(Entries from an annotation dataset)
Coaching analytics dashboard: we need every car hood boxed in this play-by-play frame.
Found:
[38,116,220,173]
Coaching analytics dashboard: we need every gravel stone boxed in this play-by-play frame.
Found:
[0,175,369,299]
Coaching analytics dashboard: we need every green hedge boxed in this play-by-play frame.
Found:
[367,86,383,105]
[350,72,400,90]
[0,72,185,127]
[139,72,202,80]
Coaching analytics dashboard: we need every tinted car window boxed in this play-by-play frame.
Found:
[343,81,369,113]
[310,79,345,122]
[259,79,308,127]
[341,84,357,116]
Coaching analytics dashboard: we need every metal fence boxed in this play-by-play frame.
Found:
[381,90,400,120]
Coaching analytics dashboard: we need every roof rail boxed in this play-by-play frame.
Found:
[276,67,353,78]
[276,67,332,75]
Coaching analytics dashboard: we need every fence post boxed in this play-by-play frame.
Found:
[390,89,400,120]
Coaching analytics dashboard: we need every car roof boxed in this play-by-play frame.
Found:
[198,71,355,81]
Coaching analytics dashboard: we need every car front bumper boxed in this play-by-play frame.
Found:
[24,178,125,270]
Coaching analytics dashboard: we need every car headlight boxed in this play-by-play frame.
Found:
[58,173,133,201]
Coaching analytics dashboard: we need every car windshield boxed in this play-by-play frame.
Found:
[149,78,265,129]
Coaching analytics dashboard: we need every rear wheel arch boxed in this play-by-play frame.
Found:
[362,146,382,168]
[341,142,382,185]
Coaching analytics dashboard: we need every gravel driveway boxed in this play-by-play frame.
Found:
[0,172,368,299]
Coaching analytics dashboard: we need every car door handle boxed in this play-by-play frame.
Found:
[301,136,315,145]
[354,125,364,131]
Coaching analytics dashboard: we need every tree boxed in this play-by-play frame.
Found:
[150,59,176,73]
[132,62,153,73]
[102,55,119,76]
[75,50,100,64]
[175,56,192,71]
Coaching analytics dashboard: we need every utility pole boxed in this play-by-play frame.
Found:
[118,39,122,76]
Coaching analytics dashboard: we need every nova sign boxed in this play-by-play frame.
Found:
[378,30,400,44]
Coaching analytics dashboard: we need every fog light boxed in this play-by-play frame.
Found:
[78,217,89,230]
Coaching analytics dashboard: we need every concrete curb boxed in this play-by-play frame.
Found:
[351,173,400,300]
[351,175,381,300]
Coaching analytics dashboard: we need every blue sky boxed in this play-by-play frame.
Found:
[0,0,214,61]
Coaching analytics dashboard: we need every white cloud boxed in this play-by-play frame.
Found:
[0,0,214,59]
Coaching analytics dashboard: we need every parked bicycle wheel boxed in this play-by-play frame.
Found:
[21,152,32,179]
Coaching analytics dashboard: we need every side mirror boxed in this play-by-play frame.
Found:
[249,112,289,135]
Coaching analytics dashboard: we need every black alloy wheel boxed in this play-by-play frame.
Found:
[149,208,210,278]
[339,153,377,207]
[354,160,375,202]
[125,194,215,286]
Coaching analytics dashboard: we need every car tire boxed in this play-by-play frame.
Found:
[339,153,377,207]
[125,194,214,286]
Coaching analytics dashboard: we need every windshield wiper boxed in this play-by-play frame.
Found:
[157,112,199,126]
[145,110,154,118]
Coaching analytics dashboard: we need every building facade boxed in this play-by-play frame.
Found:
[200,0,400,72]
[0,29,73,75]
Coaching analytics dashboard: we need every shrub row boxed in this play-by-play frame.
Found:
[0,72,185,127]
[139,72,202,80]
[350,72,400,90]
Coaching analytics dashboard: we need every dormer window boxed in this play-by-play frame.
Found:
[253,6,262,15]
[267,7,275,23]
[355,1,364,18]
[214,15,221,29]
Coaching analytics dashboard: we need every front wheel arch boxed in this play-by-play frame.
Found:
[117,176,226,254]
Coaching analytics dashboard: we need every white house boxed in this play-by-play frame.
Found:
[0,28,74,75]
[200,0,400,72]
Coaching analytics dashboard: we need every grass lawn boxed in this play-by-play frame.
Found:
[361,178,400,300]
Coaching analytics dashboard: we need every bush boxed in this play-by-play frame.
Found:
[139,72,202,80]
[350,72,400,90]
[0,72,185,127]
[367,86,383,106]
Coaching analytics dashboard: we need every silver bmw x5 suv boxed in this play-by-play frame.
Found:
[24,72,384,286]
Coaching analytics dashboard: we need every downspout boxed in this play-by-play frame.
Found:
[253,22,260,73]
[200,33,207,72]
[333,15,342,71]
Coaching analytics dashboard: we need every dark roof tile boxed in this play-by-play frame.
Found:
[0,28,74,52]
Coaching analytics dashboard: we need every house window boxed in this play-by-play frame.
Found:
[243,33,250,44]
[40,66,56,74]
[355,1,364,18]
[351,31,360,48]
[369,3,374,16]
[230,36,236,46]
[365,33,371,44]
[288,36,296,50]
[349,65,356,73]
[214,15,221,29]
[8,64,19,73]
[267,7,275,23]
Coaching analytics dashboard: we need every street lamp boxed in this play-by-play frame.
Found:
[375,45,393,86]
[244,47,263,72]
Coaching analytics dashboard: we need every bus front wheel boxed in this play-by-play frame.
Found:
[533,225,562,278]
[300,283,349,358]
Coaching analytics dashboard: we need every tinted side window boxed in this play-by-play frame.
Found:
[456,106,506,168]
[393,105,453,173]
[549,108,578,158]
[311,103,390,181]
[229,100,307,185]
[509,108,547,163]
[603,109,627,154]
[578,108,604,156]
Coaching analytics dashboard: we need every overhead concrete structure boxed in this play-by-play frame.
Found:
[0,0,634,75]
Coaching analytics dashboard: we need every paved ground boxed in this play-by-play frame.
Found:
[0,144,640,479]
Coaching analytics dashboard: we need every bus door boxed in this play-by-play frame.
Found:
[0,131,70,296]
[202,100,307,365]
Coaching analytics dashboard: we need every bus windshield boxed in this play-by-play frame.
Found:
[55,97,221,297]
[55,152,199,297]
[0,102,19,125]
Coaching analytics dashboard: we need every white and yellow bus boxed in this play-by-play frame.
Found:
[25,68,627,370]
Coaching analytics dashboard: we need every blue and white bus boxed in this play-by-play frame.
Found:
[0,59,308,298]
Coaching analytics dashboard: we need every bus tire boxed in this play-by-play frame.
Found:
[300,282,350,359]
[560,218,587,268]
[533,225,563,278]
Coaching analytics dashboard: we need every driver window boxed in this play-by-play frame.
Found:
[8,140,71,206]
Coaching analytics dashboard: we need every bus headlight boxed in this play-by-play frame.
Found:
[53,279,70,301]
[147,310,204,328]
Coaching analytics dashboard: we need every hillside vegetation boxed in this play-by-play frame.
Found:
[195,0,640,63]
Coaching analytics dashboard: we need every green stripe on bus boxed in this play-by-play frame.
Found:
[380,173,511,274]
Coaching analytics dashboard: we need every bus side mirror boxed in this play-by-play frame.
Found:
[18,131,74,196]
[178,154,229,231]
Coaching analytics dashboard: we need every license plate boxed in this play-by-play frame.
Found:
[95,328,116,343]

**TASK DIRECTIONS:** Return each line of the rows above that contains the string "roof". Case counts, so a match must use the same uppercase and lowercase letters.

**FULL ANSWER:**
Coaching analytics dashboard: we need every roof rail boxed in this play-by-play frame.
Coaching analytics dashboard: we need every car roof boxed in this play-by-play frame.
Coaching analytics dashboard: we need every dark roof tile boxed in this play-by-play frame.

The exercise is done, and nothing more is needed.